## [Instrucción de trabajo 1]
Enumera todo aquello cuya falta, según la cita del segundo párrafo del texto sobre ciencia y saberes ancestrales, hace muy difícil obtener reconocimiento en el mundo de la ciencia.
## [Instrucción de trabajo 2]
Reproduce el fragmento del texto sobre ciencia y saberes ancestrales comprendido entre "En su último" y "en otro apartado.", ambos incluidos.
## [Instrucción de trabajo 3]
Prosigue el texto sobre ciencia y saberes ancestrales desde su última oración.

## [Texto de la página]
En su último libro, Una historia de la verdad en occidente, Nieto tiene un par de párrafos que puede ayudar a comprender este embrollo. “Resulta innegable -escribe- que las habilidades humanas y el conocimiento son acumulativos. Tal vez sabemos más que antes, pero es imposible ponderar la cantidad de conocimientos perdidos o silenciados como consecuencia del triunfo de la cultura occidental”.
“Para cualquier persona, no importa su raza, sexo o condición social, sin la formación adecuada, sin acceso a libros, instrumentos ni redes de comunicación es muy difícil, sino imposible, tener reconocimiento en el mundo de la ciencia”, anota en otro apartado.
Entre todo este debate hay un último punto que ha estado en el centro de la controversia: los saberes ancestrales. Como dice Andia, uno de los errores es, quizás, meterlos en la misma bolsa de quienes promueven la “anticiencia”, un grupo en donde están los antivacunas o promueven las teorías de conspiración. Parándonos por fuera de esa frontera, el desafío, añade, es, justamente, encontrar cómo tender puentes entre ese conocimiento ancestral y entre quienes están inmersos en las dinámicas de la ciencia global. “¿Cómo tejemos puentes entre la gente que reclama hacer ciencia dentro del paradigma científico?”, se pregunta.

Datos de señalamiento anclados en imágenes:
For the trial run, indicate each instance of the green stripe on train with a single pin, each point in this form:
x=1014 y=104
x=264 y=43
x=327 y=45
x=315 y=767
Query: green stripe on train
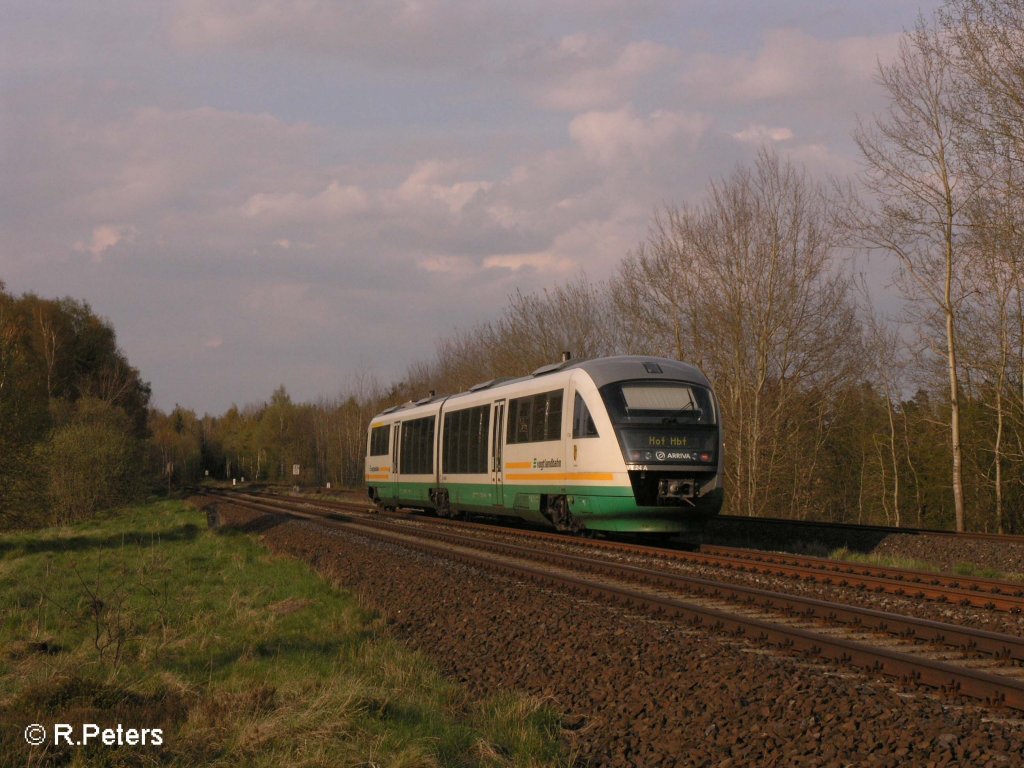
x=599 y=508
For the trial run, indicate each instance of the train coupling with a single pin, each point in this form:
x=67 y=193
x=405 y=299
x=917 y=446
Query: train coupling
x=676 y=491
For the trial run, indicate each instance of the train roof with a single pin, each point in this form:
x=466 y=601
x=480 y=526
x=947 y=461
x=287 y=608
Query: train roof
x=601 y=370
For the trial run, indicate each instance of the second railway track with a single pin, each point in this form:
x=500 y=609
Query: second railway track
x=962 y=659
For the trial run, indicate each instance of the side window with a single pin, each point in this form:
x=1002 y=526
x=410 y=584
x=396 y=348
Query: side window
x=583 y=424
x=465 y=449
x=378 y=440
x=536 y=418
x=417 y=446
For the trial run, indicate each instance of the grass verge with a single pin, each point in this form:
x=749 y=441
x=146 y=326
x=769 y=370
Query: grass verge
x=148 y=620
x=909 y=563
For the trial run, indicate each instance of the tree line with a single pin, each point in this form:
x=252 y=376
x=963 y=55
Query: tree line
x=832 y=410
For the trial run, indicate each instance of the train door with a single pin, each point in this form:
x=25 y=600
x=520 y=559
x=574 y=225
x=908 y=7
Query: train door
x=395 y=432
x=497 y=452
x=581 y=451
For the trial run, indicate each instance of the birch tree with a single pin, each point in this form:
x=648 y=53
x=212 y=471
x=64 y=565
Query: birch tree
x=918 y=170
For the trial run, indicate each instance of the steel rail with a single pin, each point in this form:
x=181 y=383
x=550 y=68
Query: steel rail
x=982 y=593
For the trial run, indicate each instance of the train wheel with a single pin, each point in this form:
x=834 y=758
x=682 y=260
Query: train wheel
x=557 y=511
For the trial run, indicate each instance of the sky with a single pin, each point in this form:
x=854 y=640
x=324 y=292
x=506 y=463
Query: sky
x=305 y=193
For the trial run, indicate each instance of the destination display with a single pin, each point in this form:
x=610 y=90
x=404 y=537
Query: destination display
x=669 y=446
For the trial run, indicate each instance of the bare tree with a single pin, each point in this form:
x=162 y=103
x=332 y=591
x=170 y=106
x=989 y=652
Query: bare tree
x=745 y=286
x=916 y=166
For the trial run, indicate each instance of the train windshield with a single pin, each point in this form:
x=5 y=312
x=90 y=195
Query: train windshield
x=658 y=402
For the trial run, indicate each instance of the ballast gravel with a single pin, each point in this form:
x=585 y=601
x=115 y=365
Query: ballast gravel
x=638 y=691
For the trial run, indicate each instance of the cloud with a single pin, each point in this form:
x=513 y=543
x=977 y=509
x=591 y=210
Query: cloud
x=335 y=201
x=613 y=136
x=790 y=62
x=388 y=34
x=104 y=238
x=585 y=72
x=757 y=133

## [Casilla de respuesta 1]
- formación adecuada
- acceso a libros
- instrumentos
- redes de comunicación

## [Casilla de respuesta 2]
En su último libro, Una historia de la verdad en occidente, Nieto tiene un par de párrafos que puede ayudar a comprender este embrollo. “Resulta innegable -escribe- que las habilidades humanas y el conocimiento son acumulativos. Tal vez sabemos más que antes, pero es imposible ponderar la cantidad de conocimientos perdidos o silenciados como consecuencia del triunfo de la cultura occidental”.
“Para cualquier persona, no importa su raza, sexo o condición social, sin la formación adecuada, sin acceso a libros, instrumentos ni redes de comunicación es muy difícil, sino imposible, tener reconocimiento en el mundo de la ciencia”, anota en otro apartado.

## [Casilla de respuesta 3]
Para Cárdenas, un buen ejemplo podría ser el encuentro de saberes entre la partería tradicional y las ciencias de la salud en el área de cuidado materno-infantil. Para Diana Córdoba, profesora de la U. de Queens e investigadora de las áreas de desarrollo agrario y estudios de ciencia, otra muestra podría ser aprovechar el conocimiento de quienes viven en La Mojana para comprender mejor cómo se mueven los ríos y evitar inundaciones. Uno más, dice Olga Lucía Sanabria, bióloga y química con un doctorado en ciencias biológicas y ex coordinadora del programa de doctorado en Etnobiología y Estudios Bioculturales que ofrece la Universidad del Cauca, está en analizar las relaciones de la naturaleza con las algunas comunidades y comprender cómo la interpretan y la usan.
A los ojos de Fernández, algo muy útil es separar “los estudios científicos de los saberes como hace la Antropología, y otras disciplinas de las Ciencias sociales; la exploración científica de hallazgos a partir de saberes usando las Ciencias naturales, como hacen los químicos que estudian medicamentos derivados de plantas (en cuyo campo hay estudios científicos de Ciencia rigurosa, pero también mucha pseudociencia y fanfarronería), y el diálogo de saberes para la transformación social”.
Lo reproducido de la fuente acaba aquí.